* _SHORT TASK_:
Pictures appear in the records below; write out everything else exactly.

* _DATA RECORDS_:
<<<<
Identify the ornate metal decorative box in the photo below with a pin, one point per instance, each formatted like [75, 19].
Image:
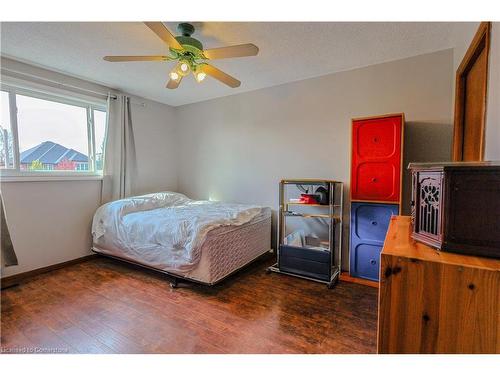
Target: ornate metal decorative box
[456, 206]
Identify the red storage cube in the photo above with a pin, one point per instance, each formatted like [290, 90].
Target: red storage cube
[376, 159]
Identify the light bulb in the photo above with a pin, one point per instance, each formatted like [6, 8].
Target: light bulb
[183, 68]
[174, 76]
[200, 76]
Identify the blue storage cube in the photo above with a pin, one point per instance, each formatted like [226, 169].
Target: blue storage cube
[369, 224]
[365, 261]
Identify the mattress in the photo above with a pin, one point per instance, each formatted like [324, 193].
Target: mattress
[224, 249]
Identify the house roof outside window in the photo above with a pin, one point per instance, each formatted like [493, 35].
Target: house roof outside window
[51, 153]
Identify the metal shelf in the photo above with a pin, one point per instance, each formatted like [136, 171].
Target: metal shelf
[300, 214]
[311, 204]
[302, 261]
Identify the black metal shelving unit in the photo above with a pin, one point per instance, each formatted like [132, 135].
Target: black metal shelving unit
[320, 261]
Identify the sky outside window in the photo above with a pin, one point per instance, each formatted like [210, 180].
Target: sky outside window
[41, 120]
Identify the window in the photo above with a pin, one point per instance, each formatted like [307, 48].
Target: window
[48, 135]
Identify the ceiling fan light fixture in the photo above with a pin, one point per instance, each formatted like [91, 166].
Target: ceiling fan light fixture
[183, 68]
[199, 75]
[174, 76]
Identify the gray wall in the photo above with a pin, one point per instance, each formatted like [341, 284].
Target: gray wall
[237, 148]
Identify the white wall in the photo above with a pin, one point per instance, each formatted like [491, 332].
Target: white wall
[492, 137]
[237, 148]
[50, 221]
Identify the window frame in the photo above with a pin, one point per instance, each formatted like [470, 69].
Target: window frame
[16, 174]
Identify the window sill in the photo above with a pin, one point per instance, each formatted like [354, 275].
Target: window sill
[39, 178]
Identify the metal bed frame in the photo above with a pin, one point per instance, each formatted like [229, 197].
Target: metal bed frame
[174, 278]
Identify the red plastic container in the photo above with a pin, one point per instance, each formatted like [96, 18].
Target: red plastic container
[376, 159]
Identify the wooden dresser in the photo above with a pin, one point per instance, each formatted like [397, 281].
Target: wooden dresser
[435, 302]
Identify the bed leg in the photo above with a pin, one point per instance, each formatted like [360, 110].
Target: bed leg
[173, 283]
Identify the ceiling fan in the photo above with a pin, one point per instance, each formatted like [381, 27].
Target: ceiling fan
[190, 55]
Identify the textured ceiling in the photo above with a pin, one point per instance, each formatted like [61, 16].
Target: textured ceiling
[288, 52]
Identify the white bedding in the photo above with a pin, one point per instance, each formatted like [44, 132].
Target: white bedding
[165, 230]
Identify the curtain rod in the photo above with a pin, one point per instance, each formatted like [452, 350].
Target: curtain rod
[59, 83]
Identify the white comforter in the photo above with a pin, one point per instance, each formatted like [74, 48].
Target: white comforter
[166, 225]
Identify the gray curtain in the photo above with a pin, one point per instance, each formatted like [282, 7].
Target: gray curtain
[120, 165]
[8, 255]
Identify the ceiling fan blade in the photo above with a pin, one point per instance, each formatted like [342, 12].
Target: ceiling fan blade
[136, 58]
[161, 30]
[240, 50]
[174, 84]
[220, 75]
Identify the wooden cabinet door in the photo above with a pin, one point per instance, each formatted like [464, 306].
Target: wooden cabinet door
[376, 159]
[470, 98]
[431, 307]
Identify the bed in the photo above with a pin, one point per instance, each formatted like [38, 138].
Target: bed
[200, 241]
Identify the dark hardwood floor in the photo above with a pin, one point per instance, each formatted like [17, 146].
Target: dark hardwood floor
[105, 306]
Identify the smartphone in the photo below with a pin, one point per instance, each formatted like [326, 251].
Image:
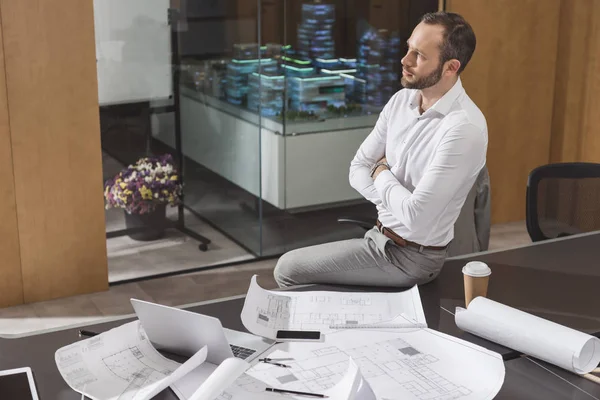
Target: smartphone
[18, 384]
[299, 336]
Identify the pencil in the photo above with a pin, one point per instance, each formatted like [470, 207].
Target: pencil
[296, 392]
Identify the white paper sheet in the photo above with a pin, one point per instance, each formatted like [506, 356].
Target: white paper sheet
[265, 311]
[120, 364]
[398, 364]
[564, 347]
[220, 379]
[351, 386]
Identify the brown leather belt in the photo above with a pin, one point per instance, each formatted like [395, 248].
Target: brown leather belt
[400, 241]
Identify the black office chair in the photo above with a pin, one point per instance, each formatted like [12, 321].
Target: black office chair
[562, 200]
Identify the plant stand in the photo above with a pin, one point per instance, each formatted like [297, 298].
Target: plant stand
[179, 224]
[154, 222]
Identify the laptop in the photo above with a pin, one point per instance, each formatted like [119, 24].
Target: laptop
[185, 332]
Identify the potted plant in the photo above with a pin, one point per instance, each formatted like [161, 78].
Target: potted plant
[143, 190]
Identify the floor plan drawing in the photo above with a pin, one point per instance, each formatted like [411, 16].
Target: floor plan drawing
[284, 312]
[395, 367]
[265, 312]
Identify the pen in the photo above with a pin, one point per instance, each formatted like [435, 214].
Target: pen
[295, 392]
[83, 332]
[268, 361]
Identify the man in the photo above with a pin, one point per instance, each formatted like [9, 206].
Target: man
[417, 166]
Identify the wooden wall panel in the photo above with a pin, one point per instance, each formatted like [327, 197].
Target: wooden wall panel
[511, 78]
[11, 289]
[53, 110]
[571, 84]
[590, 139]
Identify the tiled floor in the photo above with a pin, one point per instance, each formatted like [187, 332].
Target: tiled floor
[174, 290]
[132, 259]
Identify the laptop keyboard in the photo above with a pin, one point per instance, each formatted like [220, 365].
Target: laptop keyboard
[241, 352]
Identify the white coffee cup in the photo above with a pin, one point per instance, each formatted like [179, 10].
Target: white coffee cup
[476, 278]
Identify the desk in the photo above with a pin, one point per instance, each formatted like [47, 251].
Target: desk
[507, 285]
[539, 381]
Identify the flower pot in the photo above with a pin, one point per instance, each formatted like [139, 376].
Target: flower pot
>>>>
* _SOLVED EXERCISE_:
Identify the ornate metal decorative box in the photo below with a pin, one point per instance, each formatted like [75, 19].
Image:
Target: ornate metal decorative box
[456, 206]
Identify the red storage cube in the photo above with a pin, one point per instance, each formatted like [290, 90].
Target: red storage cube
[376, 159]
Identify the light bulb in the photo above with a pin, one point per instance, each formatted like [6, 8].
Target: light bulb
[183, 68]
[174, 76]
[200, 76]
Identify the blue storage cube in the photo above with a pin, one point per instance, each formatted like [226, 169].
Target: blue storage cube
[369, 224]
[365, 261]
Identify the mattress in the photo above with a pin, one point per instance, each formatted like [324, 193].
Target: mattress
[224, 249]
Identify the house roof outside window in the photo above with a pin, one point per instance, each formatted like [493, 35].
Target: house roof outside window
[51, 153]
Identify the metal shelf in the photo above with a pin, one point per instance, each formatted like [136, 171].
Target: metal shelf
[300, 214]
[311, 204]
[302, 261]
Identify the black metal shelving unit in the photo above with a pin, one point per instance, each formatted like [132, 135].
Target: black metal shelving unit
[320, 261]
Identify the sky outside window in the photo above with a pin, one point per instance, each formatted like [210, 180].
Target: sky outside window
[41, 120]
Identify the window in the photo above with a pin, one point per instance, each formatted like [307, 48].
Target: window
[48, 135]
Identify the ceiling fan light fixture in the photo above with a pin, one point per instance, each formatted like [91, 166].
Target: ceiling fan light fixture
[183, 68]
[199, 75]
[174, 76]
Identify the gray wall in the photo above with a pin, one point per instance, each formatted like [341, 284].
Target: gray wall
[237, 148]
Identify the white wall in the photo above with a pin, one point per instance, each formatted like [491, 332].
Target: white wall
[492, 137]
[237, 148]
[50, 221]
Identify the window frame in the photo above with a pin, one point per instance, each formatted like [470, 69].
Target: window frame
[16, 174]
Identify the window sill in the photo above with a pin, one point per instance, each formatted like [354, 275].
Target: window sill
[39, 178]
Identify the metal bed frame in the photo above with a pin, one point per instance, each formatted like [229, 197].
Target: metal bed frame
[174, 278]
Identify the red plastic container in the photo above with a pin, one point per instance, each formatted like [96, 18].
Target: red plastic container
[376, 159]
Identify the wooden dresser in the photo above with a pin, one point per instance, each formatted like [397, 281].
Target: wooden dresser
[435, 302]
Identify the bed leg in the photo above with a pin, one point per instance, each formatted like [360, 110].
Target: bed leg
[173, 283]
Identify the ceiling fan in the photo above with a pin, one point per instance, each formatted like [381, 27].
Target: ceiling fan
[190, 55]
Identify the textured ceiling in the photo above with a pin, one point per instance, each formatted like [61, 16].
Target: textured ceiling
[288, 52]
Identify the white bedding in the photo above with a pin, one point per instance, each formatted like [44, 132].
Target: white bedding
[165, 230]
Identify the curtain rod in the photo above with a pin, one point per instance, each formatted like [452, 350].
Target: curtain rod
[59, 83]
Identify the white comforter in the photo above with a pin, one point per instance, each formatted like [74, 48].
Target: white comforter
[166, 225]
Identify the gray curtain in the photo above with a pin, one point per instance, each formatted like [282, 7].
Target: gray curtain
[120, 165]
[8, 255]
Identify the ceiling fan blade in the photo above with a pin, one point per instance, each formatted like [342, 12].
Target: ceiling fan blade
[136, 58]
[161, 30]
[240, 50]
[174, 84]
[220, 75]
Identify the wooden cabinet door in the photo above with a pin, one point per instance, each formatted like [464, 306].
Target: wooden cabinet door
[376, 159]
[470, 98]
[431, 307]
Identify the bed in the photo above with a pin, one point per instance, each formatted like [38, 138].
Target: bed
[200, 241]
Identify the dark hardwood floor in the photo above with a pin, one point per instance, each formatted like [17, 146].
Target: dark hardwood floor
[105, 306]
Identify the smartphone in the photo below with a pin, one point per instance, each formatted like [326, 251].
Image:
Target: smartphone
[18, 384]
[299, 336]
Identify the pencil in the photo above with a pin, one point per instance, each formatted like [470, 207].
Target: pencil
[296, 392]
Identify the white paper sheet in the photo above with a pin, one point per instance, each formatted like [506, 356].
Target: white paper sheet
[265, 311]
[120, 364]
[398, 364]
[564, 347]
[220, 379]
[351, 386]
Identify the brown leather belt in the photo above with a pin, one point per instance, each formatted like [395, 248].
Target: brown leather belt
[400, 241]
Identify the black office chair in the photo above with a pin, one point per instance, each formatted like [12, 321].
Target: black office chair
[562, 200]
Identify the plant stand in the photo above with a pin, one point per instance, each formatted like [297, 298].
Target: plant stand
[179, 224]
[154, 222]
Identify the laptop in the photo above with a pin, one point per instance, each formatted like [119, 24].
Target: laptop
[185, 332]
Identify the potted plant in the photo above with a pin, one point per instance, each formatted like [161, 78].
Target: potted plant
[143, 190]
Identify the floor plan drawing in the photo above with a pin, one point per instance, each formatted like [411, 16].
Target: floor plan drawing
[284, 312]
[395, 367]
[265, 312]
Identify the pen in the photo above with a pin, one point per instance, each formatted like [435, 214].
Target: pen
[295, 392]
[83, 332]
[268, 361]
Identify the man in the photo above with a pin, one point per instance, each formatted like [9, 206].
Target: man
[417, 166]
Identify the wooden wall panel in the photo above with a pin, one point per instance, each formatted like [327, 197].
Target: wooden wall panel
[511, 78]
[11, 289]
[53, 110]
[571, 84]
[590, 139]
Identify the tiled floor in the photo above with a pin, one point per instance, each formatted like [187, 332].
Target: tiled floor
[174, 290]
[132, 259]
Identify the laptop keyboard in the photo above with a pin, one point per instance, each formatted like [220, 365].
Target: laptop keyboard
[241, 352]
Identify the white coffee cup in the photo above with a pin, one point per instance, each formatted like [179, 10].
Target: white coffee cup
[476, 278]
Identify the desk in the photo above with a pin, one point per instance, each formatted like [47, 251].
Target: desk
[507, 285]
[539, 381]
Identify the flower pot in the photo above with a pin, one point per instance, each formatted like [139, 376].
Target: flower pot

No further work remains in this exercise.